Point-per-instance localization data
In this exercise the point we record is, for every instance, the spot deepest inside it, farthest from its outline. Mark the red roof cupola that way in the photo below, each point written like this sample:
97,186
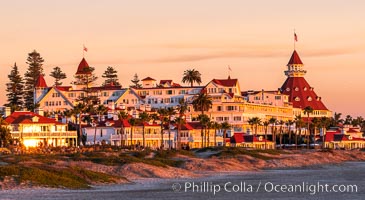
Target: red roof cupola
301,94
83,67
295,59
40,83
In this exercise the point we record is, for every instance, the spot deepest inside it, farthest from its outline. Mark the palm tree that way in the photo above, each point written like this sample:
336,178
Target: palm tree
144,117
255,122
132,122
162,113
204,120
225,126
208,128
191,76
251,123
179,121
308,110
202,102
266,125
314,125
170,112
216,126
183,107
323,123
78,110
298,125
67,114
281,123
272,121
122,115
101,109
289,123
337,119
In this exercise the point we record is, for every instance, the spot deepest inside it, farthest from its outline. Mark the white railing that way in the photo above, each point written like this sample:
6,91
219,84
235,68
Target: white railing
140,136
44,134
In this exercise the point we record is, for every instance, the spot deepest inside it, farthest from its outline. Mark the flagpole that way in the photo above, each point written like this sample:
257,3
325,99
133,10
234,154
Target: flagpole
294,39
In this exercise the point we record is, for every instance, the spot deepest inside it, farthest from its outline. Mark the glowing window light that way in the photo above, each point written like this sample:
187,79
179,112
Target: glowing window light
30,143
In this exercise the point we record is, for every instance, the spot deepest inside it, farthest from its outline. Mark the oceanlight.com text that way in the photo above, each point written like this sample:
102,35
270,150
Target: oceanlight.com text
268,187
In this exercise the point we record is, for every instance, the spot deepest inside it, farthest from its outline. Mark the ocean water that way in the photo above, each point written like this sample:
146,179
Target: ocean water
340,181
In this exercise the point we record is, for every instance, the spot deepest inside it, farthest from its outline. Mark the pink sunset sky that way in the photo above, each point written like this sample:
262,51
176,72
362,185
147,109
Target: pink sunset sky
162,38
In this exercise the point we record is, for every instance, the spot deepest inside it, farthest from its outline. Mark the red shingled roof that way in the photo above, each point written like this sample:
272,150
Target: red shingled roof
63,88
245,138
148,79
186,126
40,83
162,82
21,117
226,82
295,59
305,95
82,69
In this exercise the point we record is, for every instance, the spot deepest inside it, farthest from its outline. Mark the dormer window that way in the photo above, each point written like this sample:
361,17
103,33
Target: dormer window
35,119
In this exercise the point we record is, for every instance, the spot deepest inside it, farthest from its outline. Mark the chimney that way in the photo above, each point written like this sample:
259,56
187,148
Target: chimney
39,111
7,111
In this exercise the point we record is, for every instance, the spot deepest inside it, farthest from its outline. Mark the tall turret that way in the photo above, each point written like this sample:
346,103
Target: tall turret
301,94
40,89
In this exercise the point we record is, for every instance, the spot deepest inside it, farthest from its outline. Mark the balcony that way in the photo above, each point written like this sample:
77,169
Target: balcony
139,136
66,134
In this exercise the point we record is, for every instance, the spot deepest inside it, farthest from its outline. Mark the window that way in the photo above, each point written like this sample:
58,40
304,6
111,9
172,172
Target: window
229,108
237,118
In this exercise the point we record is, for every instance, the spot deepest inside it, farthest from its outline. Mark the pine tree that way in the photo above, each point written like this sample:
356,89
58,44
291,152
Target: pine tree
35,68
14,89
58,75
135,81
111,76
87,79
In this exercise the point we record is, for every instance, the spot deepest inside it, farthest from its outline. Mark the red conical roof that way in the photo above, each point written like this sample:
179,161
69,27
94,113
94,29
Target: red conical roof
295,59
40,83
83,66
301,94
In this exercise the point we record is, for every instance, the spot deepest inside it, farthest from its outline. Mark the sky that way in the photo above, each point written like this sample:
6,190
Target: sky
162,38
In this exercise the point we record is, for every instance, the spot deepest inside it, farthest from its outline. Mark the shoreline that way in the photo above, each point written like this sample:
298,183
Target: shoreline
201,167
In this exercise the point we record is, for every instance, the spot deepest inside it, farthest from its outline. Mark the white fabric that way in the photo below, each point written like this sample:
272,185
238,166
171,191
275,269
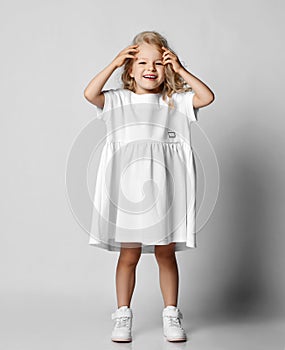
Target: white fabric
146,182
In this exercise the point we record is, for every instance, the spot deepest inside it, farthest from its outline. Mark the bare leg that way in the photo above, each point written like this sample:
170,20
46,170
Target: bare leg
168,273
126,274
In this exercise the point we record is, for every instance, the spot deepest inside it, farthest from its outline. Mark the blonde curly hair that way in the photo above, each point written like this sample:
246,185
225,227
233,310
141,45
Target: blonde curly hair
173,82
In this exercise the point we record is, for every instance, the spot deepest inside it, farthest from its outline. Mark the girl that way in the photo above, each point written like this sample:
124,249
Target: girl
152,73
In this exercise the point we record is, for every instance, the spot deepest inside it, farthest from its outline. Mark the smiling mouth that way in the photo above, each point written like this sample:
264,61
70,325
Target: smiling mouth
150,77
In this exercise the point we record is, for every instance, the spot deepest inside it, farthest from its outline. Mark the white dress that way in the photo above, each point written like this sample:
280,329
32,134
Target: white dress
145,193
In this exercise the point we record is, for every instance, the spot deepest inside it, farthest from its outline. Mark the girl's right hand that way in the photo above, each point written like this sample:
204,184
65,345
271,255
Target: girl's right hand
119,60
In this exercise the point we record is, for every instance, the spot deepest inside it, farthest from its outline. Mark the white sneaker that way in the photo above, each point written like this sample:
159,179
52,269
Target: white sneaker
123,325
172,328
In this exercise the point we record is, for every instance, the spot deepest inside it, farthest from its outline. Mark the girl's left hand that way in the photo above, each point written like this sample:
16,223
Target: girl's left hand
169,57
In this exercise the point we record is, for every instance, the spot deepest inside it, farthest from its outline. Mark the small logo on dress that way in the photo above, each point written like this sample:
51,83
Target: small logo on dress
171,134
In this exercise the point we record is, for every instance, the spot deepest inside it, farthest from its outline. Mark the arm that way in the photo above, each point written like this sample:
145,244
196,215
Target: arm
203,95
93,92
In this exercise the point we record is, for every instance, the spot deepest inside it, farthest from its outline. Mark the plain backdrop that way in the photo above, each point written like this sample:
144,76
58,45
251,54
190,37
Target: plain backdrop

§ **WHAT IS NEEDED**
Line by line, restate the data above exactly as it stands, minus the pictures.

§ **FINISHED EXERCISE**
In this exercise the point we record is, for every instance, the spot deepest inside it, farthest from its outline. Mark the red roof cupola that way in the photo below, each point written like this sample:
97,186
Target: red roof cupola
301,94
83,67
295,59
40,83
In this exercise the point we record is, for every instance, the spot deepest inside it, farthest from its outline. Mark the palm tree that way in the photo above, each point written like this sample:
336,178
Target: palm tree
144,117
255,122
132,122
162,113
204,120
225,126
208,128
191,76
251,123
179,121
308,110
202,102
266,125
314,125
170,112
216,126
183,107
323,123
78,110
298,125
67,114
281,123
272,121
122,115
101,109
289,123
337,119
In this exercise the point we record is, for every instance, the spot deepest inside it, farthest from its outline. Mark the white railing that way in the photo above, each point written like this sample:
6,91
219,84
235,68
Target: white railing
140,136
44,134
In this exercise the point we record is, for every instance, the spot deepest inside it, farthest from its outline. Mark the flagpole that way in the photo above, each point written like this sample:
257,3
325,99
133,10
234,154
Target: flagpole
294,39
In this exercise the point we record is, for every instance, the spot deepest inside it, farthest from its outline. Mark the glowing window light that way in the photo above, each point written like this sample:
187,79
179,112
Target: glowing window light
30,143
In this exercise the point we record is, for every instance, the spot deepest inside it, farthest from its outline. Mark the oceanlight.com text that way in the photo above, each point written like this sample:
102,35
270,150
Target: oceanlight.com text
268,187
In this exercise the point we record is, for every instance, the spot deepest inside it, farthest from its outline. Mark the ocean water that way in the photo above, each point written like this sample:
146,179
Target: ocean water
340,181
In this exercise the point we record is, for every instance, the spot deepest inside it, farthest from its outline. Mark the pink sunset sky that way in the photo above, each point written like this sample:
262,51
176,72
362,185
147,109
Target: pink sunset sky
162,38
In this exercise the point we record is, for every instance, the spot deepest inside it, farthest from its outline. Mark the red shingled roof that way in the photo above, each point written like this sample:
272,150
Target: red shingled roof
63,88
245,138
148,79
186,126
40,83
162,82
21,117
226,82
295,59
305,95
82,69
In this exercise the point we record is, for every instance, the spot deepest inside it, farthest from its outline. Mark the dormer window that way in the photo above, each point written like this sample:
361,17
103,33
Target: dormer window
35,119
In this exercise the point we record is, for every instance, the spot deepest inside it, farthest from its outline. Mark the chimney that way in the photo above, each point written like this sample:
259,56
187,148
Target: chimney
39,111
7,111
In this exercise the point we record is, for every instance, the spot deepest inside it, farthest from its outline. Mark the tall turret that way in the photo above, each point written like this sample:
346,103
Target: tall turret
301,94
40,89
In this exercise the point we record is, for every instance, the spot deepest inside it, farthest from its outline. Mark the balcony that way in the photo above, each point written like this sample:
77,169
Target: balcony
139,136
66,134
In this exercise the point we record is, for every instance, the spot deepest inside it, farthest from its outline. Mark the window that way in the photo above, each point written like this sample:
58,40
304,6
111,9
172,172
Target: window
229,108
237,118
In this exercise the point we record is, for every instance, the spot deepest inside it, farthest from its outline. Mark the pine tree that way in the photo above, each point written like this sample:
356,89
58,44
291,152
Target: pine tree
35,68
14,89
58,75
135,81
111,76
87,79
In this exercise the point we record is, for every instance, the spot deepest inside it, farthest from its outline. Mark the red conical roof that way in the photo above, each point written like this sample:
179,161
69,27
94,113
94,29
Target: red conical roof
295,59
40,83
83,66
301,94
In this exercise the point we record is, for every instance, the spot deepest inside it, farthest from its outline. Mark the sky that way in the photo above, each point written like this sample:
6,190
Target: sky
162,38
In this exercise the point we record is, for every instance, the spot deepest inside it, farthest from its outline. Mark the shoreline that way in the photo above, each point written like this sample:
298,183
Target: shoreline
201,167
In this exercise the point we record is, for every instance, the spot deepest inside it, farthest from its outline. Mark the white fabric that way in the photo below, each point written like this sample:
272,185
238,166
171,191
275,269
Target: white fabric
146,182
In this exercise the point we record is, for every instance, the spot deepest inside it, farthest from its outline. Mark the bare leg that way in the photo above, each point written like this sample:
170,20
46,170
Target: bare leg
168,273
126,274
In this exercise the point we record is, for every instance, the spot deepest inside it, farthest from its outline. Mark the blonde curly hair that way in the photo above, each point written like this sample:
246,185
225,227
233,310
141,45
Target: blonde curly hair
173,82
In this exercise the point we record is, for every instance, the spot deepest inside it, farthest from its outline. Mark the girl that way in the photo above, each point written like this sample:
124,249
Target: girl
152,73
In this exercise the point we record is, for every instance, the spot deepest inside it, farthest from its outline. Mark the smiling mouth that way in the photo above, each point written like this sample:
264,61
70,325
Target: smiling mouth
150,77
In this exercise the point we record is, for every instance, the spot deepest inside it, farthest from its outline. Mark the white dress that way in the photo above, each point written like this sample:
280,329
32,134
Target: white dress
145,193
In this exercise the point we record is, for every instance, the spot deepest inside it, farthest from its outline. Mark the girl's right hand that way in the photo above, each point written like this sample:
204,184
65,345
271,255
Target: girl's right hand
119,60
In this exercise the point we record is, for every instance, the spot deepest inside it, farthest from its outline. Mark the white sneaker that way in the photo above, each point written like this sample:
159,179
52,269
Target: white sneaker
123,325
172,328
In this exercise the point we record is, for every instance, the spot deepest inside it, farthest from its outline. Mark the girl's left hand that way in the photo above, each point written like this sample:
16,223
Target: girl's left hand
169,57
In this exercise the point we record is, for every instance, the spot deepest inside it, farthest from its outline. Mark the small logo on dress that way in the photo above, each point written like this sample:
51,83
Target: small logo on dress
171,134
In this exercise the point we record is, for every instance, the spot deepest inside it, farthest from its outline. Mark the arm that way in the photo above, each point written like this sample:
145,244
196,215
Target: arm
203,95
93,92
In this exercise the point we record is, for every instance, the spot deepest inside it, farthest from its outline. Mark the plain backdrop that way in the photo above, each point written like this sample:
144,76
58,45
251,54
190,37
Target: plain backdrop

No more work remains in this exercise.